BEGIN READING TEXT

The village is located in the Bremgarten district along the old Villmergen-Sarmenstorf road on the northern edge of the Lindenberg.

==Coat of arms==
The blazon of the municipal coat of arms is Argent an Elephant Sable defendu and harnessed Or carrying a Tower embattled Gules doored and windowed of the second.The use of an elefant is unique among Swiss coat of arms and dates back to 1530 at least. In medieval times, Canting arms were based on the bearers name. Hilfini or helfo as well as helfant were terms used for elefant and it is thus likely that the elefant was used to denote the knights of Hilfikon.

==Demographics==
Hilfikon has a population (as of ) of . As of 2008, 9.9% of the population was made up of foreign nationals. Over the last 10 years the population has decreased at a rate of −2.4%. Most of the population (As of 2000) speaks German (95.1%), with French being second most common ( 3.1%) and Italian being third ( 0.9%).

The age distribution, As of 2008, in Hilfikon is; 24 children or 9.6% of the population are between 0 and 9 years old and 32 teenagers or 12.7% are between 10 and 19. Of the adult population, 29 people or 11.6% of the population are between 20 and 29 years old. 29 people or 11.6% are between 30 and 39, 56 people or 22.3% are between 40 and 49, and 42 people or 16.7% are between 50 and 59. The senior population distribution is 9 people or 3.6% of the population are between 60 and 69 years old, 15 people or 6.0% are between 70 and 79, there are 12 people or 4.8% who are between 80 and 89, and there are 3 people or 1.2% who are 90 and older.

END READING TEXT
BEGIN SOURCE INFORMATION

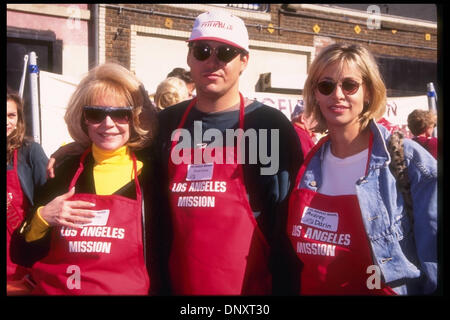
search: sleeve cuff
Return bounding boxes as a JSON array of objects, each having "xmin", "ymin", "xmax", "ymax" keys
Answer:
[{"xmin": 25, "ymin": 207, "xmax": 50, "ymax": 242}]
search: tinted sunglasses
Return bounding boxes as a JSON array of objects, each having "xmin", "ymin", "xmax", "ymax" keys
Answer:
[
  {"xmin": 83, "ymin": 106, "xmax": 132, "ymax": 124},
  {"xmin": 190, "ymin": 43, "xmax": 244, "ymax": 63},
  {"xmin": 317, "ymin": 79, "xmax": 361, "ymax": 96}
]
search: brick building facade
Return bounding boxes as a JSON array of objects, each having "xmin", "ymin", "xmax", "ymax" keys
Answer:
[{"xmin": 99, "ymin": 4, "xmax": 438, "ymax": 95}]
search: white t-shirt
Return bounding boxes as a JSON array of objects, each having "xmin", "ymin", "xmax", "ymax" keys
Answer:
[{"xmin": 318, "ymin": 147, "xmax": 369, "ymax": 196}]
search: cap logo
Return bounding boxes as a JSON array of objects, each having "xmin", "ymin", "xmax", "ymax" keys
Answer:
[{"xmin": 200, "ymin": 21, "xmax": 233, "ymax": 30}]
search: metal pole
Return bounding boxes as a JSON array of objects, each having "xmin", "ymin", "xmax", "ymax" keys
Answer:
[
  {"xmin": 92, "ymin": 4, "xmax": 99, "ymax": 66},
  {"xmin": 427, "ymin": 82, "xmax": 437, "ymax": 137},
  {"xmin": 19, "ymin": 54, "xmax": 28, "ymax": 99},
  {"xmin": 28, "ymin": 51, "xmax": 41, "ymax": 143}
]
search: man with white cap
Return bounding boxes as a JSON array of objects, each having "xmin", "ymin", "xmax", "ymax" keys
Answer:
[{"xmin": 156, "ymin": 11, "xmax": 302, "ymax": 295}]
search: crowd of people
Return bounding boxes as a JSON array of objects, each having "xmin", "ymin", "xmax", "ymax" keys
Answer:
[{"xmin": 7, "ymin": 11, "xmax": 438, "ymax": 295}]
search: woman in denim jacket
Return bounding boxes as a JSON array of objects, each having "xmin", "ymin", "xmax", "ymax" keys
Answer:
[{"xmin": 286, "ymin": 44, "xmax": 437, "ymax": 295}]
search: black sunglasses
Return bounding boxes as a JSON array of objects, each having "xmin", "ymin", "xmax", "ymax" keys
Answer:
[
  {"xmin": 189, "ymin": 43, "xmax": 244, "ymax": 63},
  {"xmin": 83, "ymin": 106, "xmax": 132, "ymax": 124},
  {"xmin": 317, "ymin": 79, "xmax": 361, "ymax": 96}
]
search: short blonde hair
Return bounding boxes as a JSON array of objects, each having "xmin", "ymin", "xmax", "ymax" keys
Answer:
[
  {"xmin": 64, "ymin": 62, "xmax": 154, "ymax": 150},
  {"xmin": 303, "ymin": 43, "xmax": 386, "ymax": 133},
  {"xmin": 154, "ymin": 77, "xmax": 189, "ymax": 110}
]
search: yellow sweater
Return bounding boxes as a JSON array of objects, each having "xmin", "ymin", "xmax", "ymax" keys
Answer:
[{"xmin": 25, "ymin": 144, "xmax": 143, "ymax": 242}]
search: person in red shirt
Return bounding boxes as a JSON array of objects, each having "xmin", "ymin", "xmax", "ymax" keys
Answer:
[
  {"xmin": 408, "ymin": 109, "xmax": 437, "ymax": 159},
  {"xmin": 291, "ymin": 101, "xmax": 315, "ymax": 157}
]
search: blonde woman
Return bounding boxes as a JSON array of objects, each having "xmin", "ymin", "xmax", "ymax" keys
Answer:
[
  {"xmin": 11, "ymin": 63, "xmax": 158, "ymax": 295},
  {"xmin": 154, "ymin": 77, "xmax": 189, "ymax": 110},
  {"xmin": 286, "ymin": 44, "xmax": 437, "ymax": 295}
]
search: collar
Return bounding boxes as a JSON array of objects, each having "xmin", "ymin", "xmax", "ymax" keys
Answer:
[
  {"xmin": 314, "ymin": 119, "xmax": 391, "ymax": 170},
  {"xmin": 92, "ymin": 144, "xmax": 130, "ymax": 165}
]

END SOURCE INFORMATION

**WHAT YOU WILL DO**.
1. Repeat the passage on Hilfikon word for word, from "The age distribution, As" to "90 and older.".
2. Carry on the Hilfikon article from the point where it ends.

**ANSWER SET**.
1.
The age distribution, As of 2008, in Hilfikon is; 24 children or 9.6% of the population are between 0 and 9 years old and 32 teenagers or 12.7% are between 10 and 19. Of the adult population, 29 people or 11.6% of the population are between 20 and 29 years old. 29 people or 11.6% are between 30 and 39, 56 people or 22.3% are between 40 and 49, and 42 people or 16.7% are between 50 and 59. The senior population distribution is 9 people or 3.6% of the population are between 60 and 69 years old, 15 people or 6.0% are between 70 and 79, there are 12 people or 4.8% who are between 80 and 89, and there are 3 people or 1.2% who are 90 and older.

2.
As of 2000, the average number of residents per living room was 0.57 which is about equal to the cantonal average of 0.57 per room. In this case, a room is defined as space of a housing unit of at least 4 m2 as normal bedrooms, dining rooms, living rooms, kitchens and habitable cellars and attics. About 73.1% of the total households were owner occupied, or in other words did not pay rent (though they may have a mortgage or a rent-to-own agreement). As of 2000, there were 3 homes with 1 or 2 persons in the household, 29 homes with 3 or 4 persons in the household, and 46 homes with 5 or more persons in the household. The average number of people per household was 2.73 individuals. In 2008 there were 63 single family homes (or 62.4% of the total) out of a total of 101 homes and apartments. There were a total of 1 empty apartments for a 1.0% vacancy rate. As of 2007, the construction rate of new housing units was 4.1 new units per 1000 residents.

In the 2007 federal election, the most popular party was the SVP which received 41% of the vote. The next three most popular parties were the CVP (19.7%), the FDP (14%) and the SP (13.1%).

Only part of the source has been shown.